"""
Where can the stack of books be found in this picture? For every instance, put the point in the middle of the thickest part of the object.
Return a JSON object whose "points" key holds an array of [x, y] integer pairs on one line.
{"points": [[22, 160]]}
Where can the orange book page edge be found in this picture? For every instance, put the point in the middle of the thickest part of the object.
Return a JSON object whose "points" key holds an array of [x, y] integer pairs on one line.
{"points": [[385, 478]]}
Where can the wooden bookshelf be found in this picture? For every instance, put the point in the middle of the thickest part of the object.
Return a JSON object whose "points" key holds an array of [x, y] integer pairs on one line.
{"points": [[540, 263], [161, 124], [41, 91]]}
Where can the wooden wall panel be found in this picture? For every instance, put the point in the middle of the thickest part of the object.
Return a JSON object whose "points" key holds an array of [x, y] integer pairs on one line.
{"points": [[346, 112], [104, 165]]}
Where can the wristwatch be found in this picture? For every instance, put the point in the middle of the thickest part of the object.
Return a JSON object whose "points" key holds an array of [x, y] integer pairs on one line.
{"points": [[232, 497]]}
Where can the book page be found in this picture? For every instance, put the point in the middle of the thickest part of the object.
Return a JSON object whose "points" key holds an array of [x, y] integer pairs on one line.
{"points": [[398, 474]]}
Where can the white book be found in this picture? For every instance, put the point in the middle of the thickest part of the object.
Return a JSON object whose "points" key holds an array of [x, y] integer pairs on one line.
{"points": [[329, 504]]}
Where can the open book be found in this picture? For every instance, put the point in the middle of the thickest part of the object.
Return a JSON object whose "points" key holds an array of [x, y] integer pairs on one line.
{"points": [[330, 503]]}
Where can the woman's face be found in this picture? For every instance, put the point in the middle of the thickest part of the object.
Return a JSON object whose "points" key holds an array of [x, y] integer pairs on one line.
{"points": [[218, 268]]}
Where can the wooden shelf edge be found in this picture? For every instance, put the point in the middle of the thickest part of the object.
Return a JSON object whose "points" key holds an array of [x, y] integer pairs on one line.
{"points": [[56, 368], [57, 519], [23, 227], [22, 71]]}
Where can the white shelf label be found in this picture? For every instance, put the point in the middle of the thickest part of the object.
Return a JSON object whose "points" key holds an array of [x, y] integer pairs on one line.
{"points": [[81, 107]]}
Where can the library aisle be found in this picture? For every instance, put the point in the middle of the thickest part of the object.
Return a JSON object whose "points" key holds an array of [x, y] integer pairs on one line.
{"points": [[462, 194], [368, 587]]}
"""
### 과제
위 자료의 모든 줄에서 "thickest part" 부분만 "widest part" 표현으로 대체하고 나머지는 그대로 두어 다시 적어 주세요.

### 과제 결과
Where can the stack of books be found in this picture? For every instance, put the point in the middle of the widest part of the object.
Return a JSON object whose "points" key holds an array of [x, y] integer pairs on one line.
{"points": [[22, 160]]}
Where can the orange book page edge be found in this picture? For every instance, put the point in the middle of the widest part of the object.
Return a JSON object whose "points" key holds an array of [x, y] integer pairs on one line.
{"points": [[385, 478]]}
Where can the wooden bookshelf be found in this picture? For every instance, put the point in the middle of the widest part of the object.
Return a JSON object whose "points" key holds an array of [x, y] integer pairs on one line.
{"points": [[540, 263], [161, 124], [41, 91]]}
Where can the wooden wall panel be found in this picture? For every instance, put the point in the middle of the widest part of the object.
Return a JSON object whose "points" key holds an array of [x, y] integer pairs on one line.
{"points": [[346, 112], [104, 165]]}
Where can the wristwatch be found in this picture? For every instance, put the point in the middle of the widest part of the object.
Return a JSON object whose "points" key holds an array of [x, y] integer pairs on one line.
{"points": [[232, 497]]}
Where can the book page be found in this picture? For every instance, put the point in the middle of the widest part of the object.
Return a JSON object whose "points" key holds an array of [x, y] integer pairs on one line.
{"points": [[398, 474]]}
Where can the white book be found in this picture? For every instance, put the point in the middle of the widest part of the object.
Return a JSON object whose "points" key holds an array of [x, y] integer pairs on one line.
{"points": [[329, 504]]}
Where can the open book be found in this picture? For every instance, put the point in the middle of the widest part of the object.
Return a JSON object whose "points" key holds an array of [x, y] integer pairs on one line.
{"points": [[330, 503]]}
Where can the woman's face be found in this picture? For every instance, put the point in the middle of the widest part of the object.
Return a JSON object whose "points" key holds an array of [x, y] integer pairs on one line.
{"points": [[218, 268]]}
Where can the wooden shelf edge be found in this picture? For every instance, put the point in the middle of the widest part of the object.
Return a JSON object whose "points" key holds an array of [x, y] integer pairs on one line.
{"points": [[56, 368], [57, 519], [23, 227], [22, 71]]}
Where can the white shelf label be found in this picture? For every instance, put the point in the middle of the widest part of the object.
Return a JSON object whose "points" key holds an array of [x, y] integer pairs on one line.
{"points": [[81, 107]]}
Where can the library aisle be found in this picture? For every instance, put the point in the middle of the widest part of the object.
Return a JSON object whose "points" key holds an array of [x, y] integer pairs on one line.
{"points": [[462, 194], [368, 587]]}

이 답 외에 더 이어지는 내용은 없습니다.